§ **GIVEN TEXT**
☆ ☆ ☆
In a new lawsuit, Kellogg is claiming striking workers with the local union in Omaha have even been physically blocking entrances to its cereal plant and intimidating replacement workers as they enter the facility.
The company also said in the lawsuit that people picketing outside the plant have threatened the lives of people working there, including "threatening that an individual’s wife and young children will be assaulted (including sexually) while he is away from home working with Kellogg."
The company issued its final offer last week, but the union turned it down saying in a statement that the "company’s proposal was filled with conditions and terms as to what was acceptable to Kellogg’s" but "are unacceptable to our members."
"The Company’s last best and final offer did not achieve what union members are asking for: a predictable pathway to fully vested employment without takeaways," a spokesperson for the union said in a statement to FOX Business.
The union is arguing that the "BCTGM Negotiating Committee has proposed a progression to the company’s two-tiered system based on time, defining a pathway based on the number of years an employee is with the company. Workers have stated repeatedly they want improvements to the Company’s transitional language."
KELLOGG'S SAYS UNION NOT 'EXPLORING CREATIVE SOLUTIONS TO RESOLVE ISSUES' AMID STRIKE
The union added that the cereal maker "continues to insist on take-aways" and that "there will only be an agreement if the union accepts the proposal exactly as Kellogg’s has written it."
☆ ☆ ☆
§ **COLLECTED DATA**
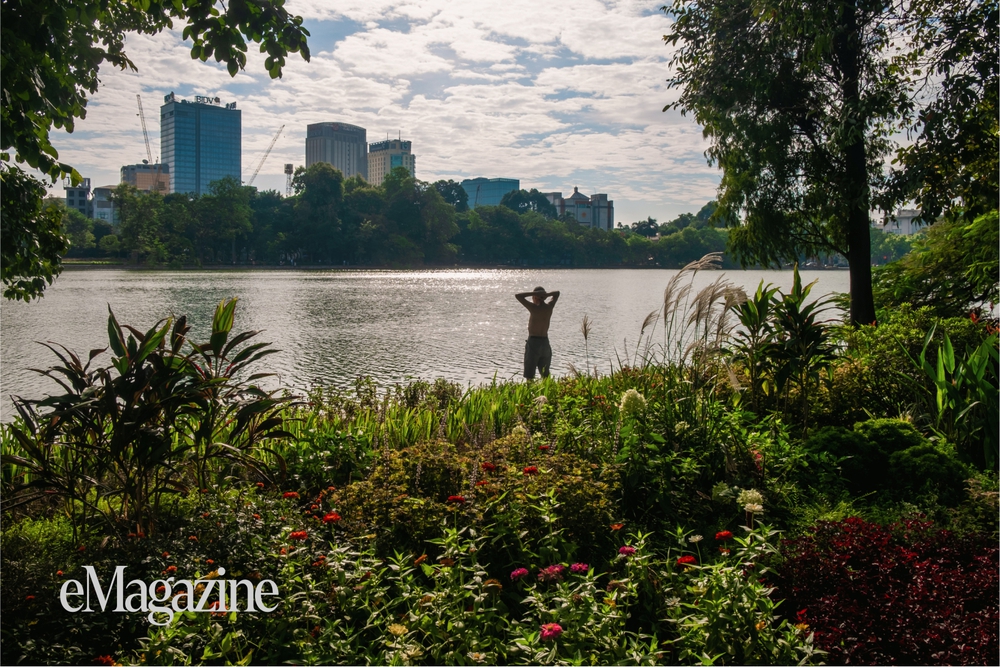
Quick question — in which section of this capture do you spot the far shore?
[62,260,848,272]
☆ ☆ ☆
§ **DESCRIPTION OF THE TASK**
In the Kellogg strike article, what does the union spokesperson say members are asking for that the company's final offer did not achieve?

§ **THE SOLUTION**
A predictable pathway to fully vested employment without takeaways.